What needs to be done
Please reproduce the entries that follow, keeping each word intact.

Provided data

══════

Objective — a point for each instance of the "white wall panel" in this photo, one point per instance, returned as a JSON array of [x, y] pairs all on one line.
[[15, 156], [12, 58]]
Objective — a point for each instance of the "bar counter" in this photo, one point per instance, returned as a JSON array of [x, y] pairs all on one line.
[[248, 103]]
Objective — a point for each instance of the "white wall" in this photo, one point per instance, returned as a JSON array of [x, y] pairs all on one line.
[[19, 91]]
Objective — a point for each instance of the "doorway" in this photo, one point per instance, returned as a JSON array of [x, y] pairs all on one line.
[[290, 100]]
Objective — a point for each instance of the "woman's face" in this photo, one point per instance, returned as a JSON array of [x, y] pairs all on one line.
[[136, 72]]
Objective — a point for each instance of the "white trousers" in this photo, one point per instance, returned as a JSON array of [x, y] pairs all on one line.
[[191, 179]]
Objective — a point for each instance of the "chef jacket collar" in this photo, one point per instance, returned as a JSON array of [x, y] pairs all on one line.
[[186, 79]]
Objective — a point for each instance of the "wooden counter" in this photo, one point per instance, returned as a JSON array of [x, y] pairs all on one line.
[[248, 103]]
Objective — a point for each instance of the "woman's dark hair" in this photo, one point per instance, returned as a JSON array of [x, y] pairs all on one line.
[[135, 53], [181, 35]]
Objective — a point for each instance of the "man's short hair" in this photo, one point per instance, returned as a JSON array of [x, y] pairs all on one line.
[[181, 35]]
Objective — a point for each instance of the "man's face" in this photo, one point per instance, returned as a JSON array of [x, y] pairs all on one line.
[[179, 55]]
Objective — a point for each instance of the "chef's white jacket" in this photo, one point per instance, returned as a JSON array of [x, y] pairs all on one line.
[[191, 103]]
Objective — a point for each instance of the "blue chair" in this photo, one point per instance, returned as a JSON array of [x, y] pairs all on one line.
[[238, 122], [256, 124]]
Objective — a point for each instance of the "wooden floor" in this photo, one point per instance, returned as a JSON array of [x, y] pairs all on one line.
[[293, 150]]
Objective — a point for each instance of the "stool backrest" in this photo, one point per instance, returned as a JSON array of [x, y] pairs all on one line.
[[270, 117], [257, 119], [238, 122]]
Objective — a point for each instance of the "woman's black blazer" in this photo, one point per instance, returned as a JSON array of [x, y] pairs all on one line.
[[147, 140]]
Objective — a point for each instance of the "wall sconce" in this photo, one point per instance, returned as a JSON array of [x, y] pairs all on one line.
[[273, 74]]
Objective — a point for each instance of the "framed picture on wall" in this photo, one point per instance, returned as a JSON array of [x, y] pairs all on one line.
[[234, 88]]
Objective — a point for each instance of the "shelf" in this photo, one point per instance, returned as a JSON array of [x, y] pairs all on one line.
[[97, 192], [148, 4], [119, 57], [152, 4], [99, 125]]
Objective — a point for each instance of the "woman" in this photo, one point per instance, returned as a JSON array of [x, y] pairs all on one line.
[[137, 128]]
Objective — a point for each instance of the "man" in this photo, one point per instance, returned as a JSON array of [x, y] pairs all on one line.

══════

Written solution
Objective — a point for each instance of the "white wall panel" in this photo, one point per instance, returned as a JSON array of [x, y] pairs all on one line.
[[15, 156], [12, 58]]
Objective — a point for each instance of the "bar counter" in this photo, one point per instance, returned as a JSON array of [x, y] pairs all on one line.
[[248, 103]]
Objective — a point for each instance of the "white wall" in this photo, one point per instance, returned as a JSON array of [x, y] pairs all on one line.
[[19, 91]]
Objective — a point for each instance of the "doorway" in this photo, one point per instance, returned as a JSON array of [x, y] pairs all on one line.
[[290, 100]]
Objective — a point for each instance of the "woman's face" in this photo, one point per instance, returned as a JSON array of [x, y] pairs all on one line.
[[136, 72]]
Objective — a point for each instance of the "white trousers" in this photo, one point per instance, returned as a JSON array of [x, y] pairs all on one line.
[[191, 179]]
Objective — a point for each instance of the "chef jacket collar" in this photo, one point per instance, returned as a JSON array of [x, y] pairs all on one line.
[[186, 79]]
Objective — a point for each instance of the "wooden counter" in this photo, one point per instance, returned as a JSON array of [x, y] pairs all on one line.
[[248, 103]]
Objective — a point for each instance of the "woman's dark hair" in this photo, one point per instance, returned as a JSON array of [x, y] pairs all on one line.
[[135, 53], [181, 35]]
Objective — a point for each instance of the "man's short hair" in this photo, one point per instance, returned as a JSON array of [x, y] pairs all on one line.
[[181, 35]]
Objective — a point for each instance of the "man's face" in this photo, one point per instance, returned as a JSON array of [x, y] pairs all on one line.
[[179, 55]]
Objective — a point for each instance of the "chef's white jacket" in this photo, one point per instance, returned as a JSON array of [x, y] pairs all on one line.
[[191, 103]]
Objective — a point for each instance of the "blue chair" in this photo, one point per instance, returned as a JSON array of [x, y] pairs all on one line.
[[238, 122], [256, 124]]
Objective — a point for each instance of the "wooden floor" in this photo, one point per instance, returned as a JSON array of [x, y] pairs all on one line.
[[293, 150]]
Objective — a point for each instance of the "stool backrest" in this photo, one point per instance, returned as a JSON array of [x, y] pairs all on one line.
[[270, 117], [257, 119], [238, 122]]
Objective — a point for each instance of the "woman's black blazer" in this photo, one point per instance, returned as a JSON array of [x, y] pairs all on one line.
[[147, 140]]
Objective — a point for each instance of the "wall sconce" in this photo, one point per instance, returned as a JSON array of [x, y] pairs all on one line.
[[273, 74]]
Objective — a point for each instance of the "framed picture on wall" in this photo, one point per instance, returned as a JSON array of [x, y] pairs all on one line.
[[234, 88]]
Objective — a point for each instance of the "shelf" in this photo, one point per instance, returned as a JSON array of [x, y] pairs all on one line.
[[97, 192], [148, 4], [119, 57], [152, 4], [99, 125]]
Objective — a point for each instance of the "woman" in this photo, one point per instance, returned as a JSON array of [x, y] pairs all on one line.
[[137, 128]]
Objective — a point for each instance of the "man" in this photo, one point per instance, returned as a JSON array of [x, y] pairs all on one line.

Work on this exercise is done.